• [ASSIGNED TASK 1]
Using the passage on machine habitus below, state how machine habitus is formed.
• [ASSIGNED TASK 2]
From the passage on machine habitus below, list everything that training data is said to encode from the social world that produced it.
• [ASSIGNED TASK 3]
Write the next part of the passage on machine habitus below, picking up after its final sentence.

• [PAGE EXTRACT]
════════════════

Massimo Airoldi's concept of machine habitus extends Bourdieu's framework into the domain of artificial intelligence, proposing that algorithms possess a computational analog to human habitus — a set of dispositions that generate outputs without mechanical rule-following. Just as human habitus is formed through socialization in specific class conditions, machine habitus is formed through training on data generated in specific social fields. The training data encodes the preferences, hierarchies, and valuations of the social world that produced it. The algorithm absorbs these encodings and reproduces them in its outputs — not through explicit programming but through the statistical patterns it learns. A recommendation algorithm trained on engagement data learns to surface content that resembles what has engaged users before. The resemblance tracks social structure: popular content reflects dominant tastes, dominant tastes reflect dominant positions, and the algorithm's habitus reproduces the field's hierarchy.

════════════════

• [DATA RECORDS]

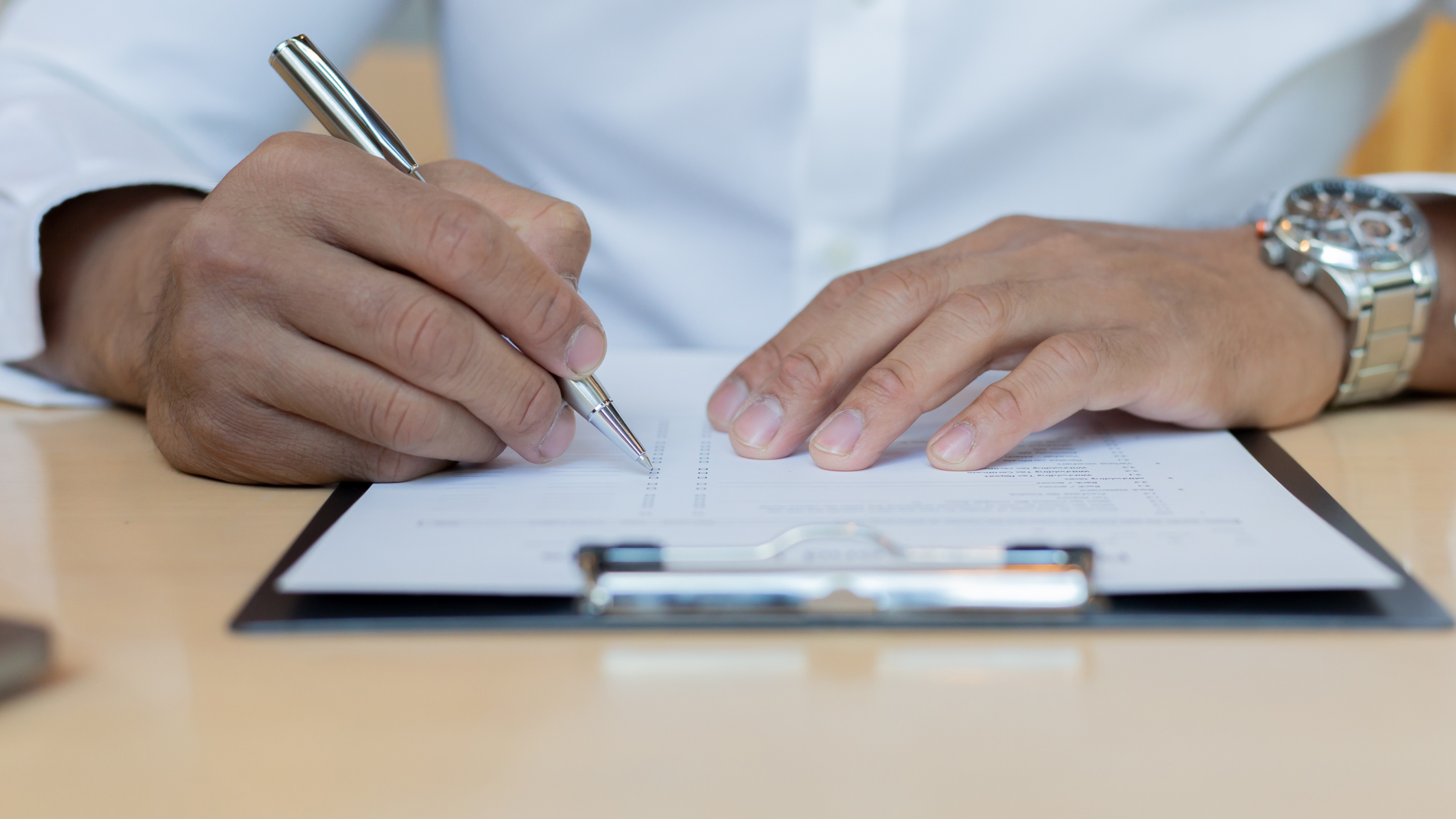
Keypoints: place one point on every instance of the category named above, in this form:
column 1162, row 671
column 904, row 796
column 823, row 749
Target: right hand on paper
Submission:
column 1175, row 326
column 322, row 317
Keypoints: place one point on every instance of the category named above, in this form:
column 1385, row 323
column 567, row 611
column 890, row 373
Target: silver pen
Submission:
column 348, row 117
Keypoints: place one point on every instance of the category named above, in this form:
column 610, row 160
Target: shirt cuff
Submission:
column 72, row 143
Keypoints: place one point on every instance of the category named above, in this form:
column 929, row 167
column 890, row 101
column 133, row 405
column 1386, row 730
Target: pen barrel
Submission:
column 592, row 402
column 341, row 110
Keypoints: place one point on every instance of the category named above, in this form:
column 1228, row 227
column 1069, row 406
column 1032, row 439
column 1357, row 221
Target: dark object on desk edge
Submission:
column 1405, row 606
column 25, row 652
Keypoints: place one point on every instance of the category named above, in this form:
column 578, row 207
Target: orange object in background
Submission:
column 1417, row 130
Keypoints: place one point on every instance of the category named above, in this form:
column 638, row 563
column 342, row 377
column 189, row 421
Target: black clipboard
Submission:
column 1404, row 606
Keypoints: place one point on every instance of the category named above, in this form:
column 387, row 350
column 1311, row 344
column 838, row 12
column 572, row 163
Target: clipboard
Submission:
column 1404, row 606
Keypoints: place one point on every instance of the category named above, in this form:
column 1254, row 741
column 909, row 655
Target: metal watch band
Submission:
column 1388, row 332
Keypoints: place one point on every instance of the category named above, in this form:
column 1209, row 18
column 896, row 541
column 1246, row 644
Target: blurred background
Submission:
column 1417, row 131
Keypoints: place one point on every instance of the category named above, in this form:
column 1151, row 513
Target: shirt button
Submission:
column 840, row 255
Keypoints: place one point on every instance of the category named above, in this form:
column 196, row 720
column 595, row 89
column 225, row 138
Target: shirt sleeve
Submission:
column 96, row 94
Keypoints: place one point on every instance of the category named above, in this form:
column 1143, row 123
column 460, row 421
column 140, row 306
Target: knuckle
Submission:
column 567, row 224
column 807, row 370
column 845, row 286
column 1069, row 244
column 1072, row 356
column 551, row 315
column 889, row 382
column 530, row 407
column 902, row 287
column 398, row 420
column 387, row 467
column 213, row 245
column 458, row 242
column 1015, row 224
column 1002, row 404
column 428, row 337
column 987, row 305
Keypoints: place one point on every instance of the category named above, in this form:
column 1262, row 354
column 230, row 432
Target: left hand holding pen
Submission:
column 1175, row 326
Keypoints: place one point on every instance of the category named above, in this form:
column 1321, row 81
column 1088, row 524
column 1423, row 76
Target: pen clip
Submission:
column 338, row 107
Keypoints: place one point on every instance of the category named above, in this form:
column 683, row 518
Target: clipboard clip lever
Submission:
column 842, row 569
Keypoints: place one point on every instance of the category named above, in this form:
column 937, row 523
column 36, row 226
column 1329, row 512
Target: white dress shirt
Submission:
column 731, row 155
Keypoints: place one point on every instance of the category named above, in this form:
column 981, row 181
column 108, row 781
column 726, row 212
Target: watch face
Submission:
column 1353, row 225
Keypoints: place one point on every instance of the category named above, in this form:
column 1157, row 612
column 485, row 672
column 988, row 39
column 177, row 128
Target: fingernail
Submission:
column 759, row 423
column 558, row 437
column 586, row 350
column 840, row 433
column 727, row 400
column 956, row 443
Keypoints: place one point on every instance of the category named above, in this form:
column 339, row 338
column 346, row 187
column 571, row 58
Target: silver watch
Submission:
column 1369, row 252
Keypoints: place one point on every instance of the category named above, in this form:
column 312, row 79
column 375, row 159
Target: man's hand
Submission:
column 322, row 317
column 1184, row 327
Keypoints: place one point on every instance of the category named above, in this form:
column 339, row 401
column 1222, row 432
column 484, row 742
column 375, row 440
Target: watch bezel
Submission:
column 1344, row 257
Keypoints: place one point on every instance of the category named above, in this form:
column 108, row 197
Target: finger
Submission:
column 757, row 368
column 556, row 231
column 814, row 376
column 433, row 341
column 449, row 241
column 1065, row 374
column 361, row 401
column 245, row 442
column 957, row 343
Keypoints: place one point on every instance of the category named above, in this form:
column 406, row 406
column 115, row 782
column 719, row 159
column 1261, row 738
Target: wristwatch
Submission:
column 1369, row 252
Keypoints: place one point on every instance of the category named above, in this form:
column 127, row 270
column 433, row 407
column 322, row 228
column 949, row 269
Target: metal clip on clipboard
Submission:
column 872, row 575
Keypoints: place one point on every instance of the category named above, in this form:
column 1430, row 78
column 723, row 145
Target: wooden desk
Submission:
column 158, row 710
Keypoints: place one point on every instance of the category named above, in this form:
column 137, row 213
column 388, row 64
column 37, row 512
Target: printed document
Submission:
column 1165, row 509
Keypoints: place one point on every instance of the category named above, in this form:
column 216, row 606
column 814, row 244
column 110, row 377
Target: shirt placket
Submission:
column 846, row 152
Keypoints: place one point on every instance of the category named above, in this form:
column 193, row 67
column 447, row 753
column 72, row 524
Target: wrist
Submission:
column 1438, row 366
column 104, row 267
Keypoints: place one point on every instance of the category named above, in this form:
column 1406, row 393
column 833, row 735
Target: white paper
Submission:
column 21, row 387
column 1165, row 509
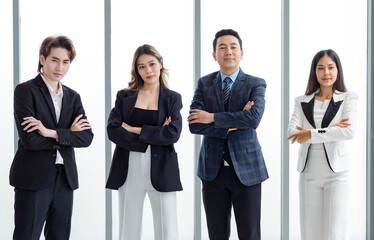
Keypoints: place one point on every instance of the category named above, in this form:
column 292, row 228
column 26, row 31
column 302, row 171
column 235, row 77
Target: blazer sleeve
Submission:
column 119, row 135
column 24, row 107
column 168, row 134
column 248, row 119
column 296, row 119
column 68, row 138
column 336, row 133
column 208, row 130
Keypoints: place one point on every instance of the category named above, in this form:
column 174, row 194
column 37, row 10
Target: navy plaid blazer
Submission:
column 245, row 150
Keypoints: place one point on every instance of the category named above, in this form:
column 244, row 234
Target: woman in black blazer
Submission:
column 144, row 125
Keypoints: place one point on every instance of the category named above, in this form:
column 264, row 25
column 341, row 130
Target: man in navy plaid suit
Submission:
column 226, row 109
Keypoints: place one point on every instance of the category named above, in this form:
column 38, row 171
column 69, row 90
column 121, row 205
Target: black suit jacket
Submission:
column 164, row 164
column 36, row 155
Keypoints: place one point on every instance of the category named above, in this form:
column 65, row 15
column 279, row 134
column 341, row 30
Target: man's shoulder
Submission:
column 209, row 76
column 69, row 90
column 248, row 77
column 29, row 84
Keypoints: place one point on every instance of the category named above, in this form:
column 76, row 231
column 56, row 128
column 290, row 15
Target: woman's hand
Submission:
column 301, row 137
column 343, row 123
column 131, row 129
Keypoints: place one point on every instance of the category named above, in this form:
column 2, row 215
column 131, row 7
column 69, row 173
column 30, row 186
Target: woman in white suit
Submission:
column 323, row 121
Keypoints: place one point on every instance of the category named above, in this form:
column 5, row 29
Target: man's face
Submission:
column 228, row 54
column 56, row 65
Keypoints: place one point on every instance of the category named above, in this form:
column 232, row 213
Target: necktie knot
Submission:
column 227, row 80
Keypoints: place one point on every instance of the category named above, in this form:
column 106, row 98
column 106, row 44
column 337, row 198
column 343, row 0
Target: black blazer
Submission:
column 36, row 155
column 164, row 164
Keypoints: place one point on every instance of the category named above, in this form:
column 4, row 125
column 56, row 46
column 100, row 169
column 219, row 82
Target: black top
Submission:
column 140, row 117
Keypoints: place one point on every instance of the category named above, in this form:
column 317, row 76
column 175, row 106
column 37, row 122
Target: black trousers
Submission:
column 52, row 205
column 225, row 192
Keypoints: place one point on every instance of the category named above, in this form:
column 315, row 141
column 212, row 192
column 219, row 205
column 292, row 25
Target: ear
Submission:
column 161, row 63
column 214, row 56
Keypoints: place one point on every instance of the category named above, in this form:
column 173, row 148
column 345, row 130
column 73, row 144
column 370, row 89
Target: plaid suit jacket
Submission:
column 245, row 150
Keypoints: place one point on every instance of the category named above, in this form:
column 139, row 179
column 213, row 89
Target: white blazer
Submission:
column 333, row 138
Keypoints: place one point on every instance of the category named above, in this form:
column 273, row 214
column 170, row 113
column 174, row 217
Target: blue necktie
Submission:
column 226, row 92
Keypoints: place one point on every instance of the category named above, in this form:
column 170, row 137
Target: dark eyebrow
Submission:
column 327, row 64
column 56, row 58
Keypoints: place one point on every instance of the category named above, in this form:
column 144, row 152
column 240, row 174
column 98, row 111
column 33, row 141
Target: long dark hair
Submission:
column 313, row 84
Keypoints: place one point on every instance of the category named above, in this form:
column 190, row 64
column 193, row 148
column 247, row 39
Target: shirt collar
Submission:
column 50, row 89
column 232, row 76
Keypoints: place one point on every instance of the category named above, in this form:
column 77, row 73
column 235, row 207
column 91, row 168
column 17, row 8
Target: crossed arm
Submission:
column 32, row 124
column 204, row 117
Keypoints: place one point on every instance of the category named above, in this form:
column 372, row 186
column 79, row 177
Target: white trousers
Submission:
column 131, row 200
column 324, row 198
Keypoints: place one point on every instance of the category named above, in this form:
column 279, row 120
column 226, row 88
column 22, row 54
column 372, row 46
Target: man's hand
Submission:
column 33, row 124
column 302, row 136
column 200, row 116
column 80, row 124
column 246, row 107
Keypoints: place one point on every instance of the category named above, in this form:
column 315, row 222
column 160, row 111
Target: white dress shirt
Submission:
column 57, row 103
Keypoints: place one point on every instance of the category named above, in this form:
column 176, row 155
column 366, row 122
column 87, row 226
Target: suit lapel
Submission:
column 330, row 113
column 308, row 109
column 163, row 105
column 129, row 106
column 47, row 97
column 64, row 107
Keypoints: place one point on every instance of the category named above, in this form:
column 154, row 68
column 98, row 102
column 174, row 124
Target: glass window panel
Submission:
column 341, row 26
column 167, row 25
column 258, row 24
column 6, row 120
column 43, row 18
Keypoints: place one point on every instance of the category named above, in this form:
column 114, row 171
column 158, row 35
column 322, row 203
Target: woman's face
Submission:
column 326, row 72
column 149, row 69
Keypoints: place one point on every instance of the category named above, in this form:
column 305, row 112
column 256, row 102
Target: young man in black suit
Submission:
column 51, row 122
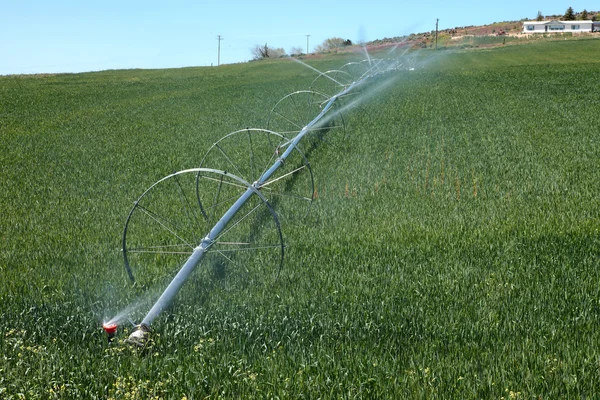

════════════════

• [EXERCISE RESPONSE 1]
Machine habitus is formed through training on data generated in specific social fields.

• [EXERCISE RESPONSE 2]
Preferences, hierarchies, and valuations.

• [EXERCISE RESPONSE 3]
Airoldi developed machine habitus through empirical studies of music recommendation algorithms, demonstrating that Spotify's systems do not merely match listeners to songs but actively shape musical taste — surfacing genres, artists, and styles in patterns that reflect the cultural capital of the platform's dominant user base. The algorithm's 'dispositions' — its tendencies to recommend certain kinds of music in certain contexts — are not random. They are the encoded preferences of the social world that generated the training data, operating through the algorithm as human dispositions operate through the body: below the threshold of explicit intention, generative rather than reactive, producing outputs appropriate to the field's implicit criteria.
The concept illuminates a dimension of AI that technical analysis alone cannot capture. When a large language model generates text, the output's style, tone, references, and implicit values are shaped by the model's training data — the accumulated linguistic production of the social world. That production is not socially neutral. It reflects the distributions of cultural and economic capital that structured who wrote what, who had access to platforms, whose voices were amplified. The model absorbs these distributions as statistical patterns and reproduces them as generative dispositions. The model's habitus is the social structure of its training world, compressed into parameters and enacted through generation.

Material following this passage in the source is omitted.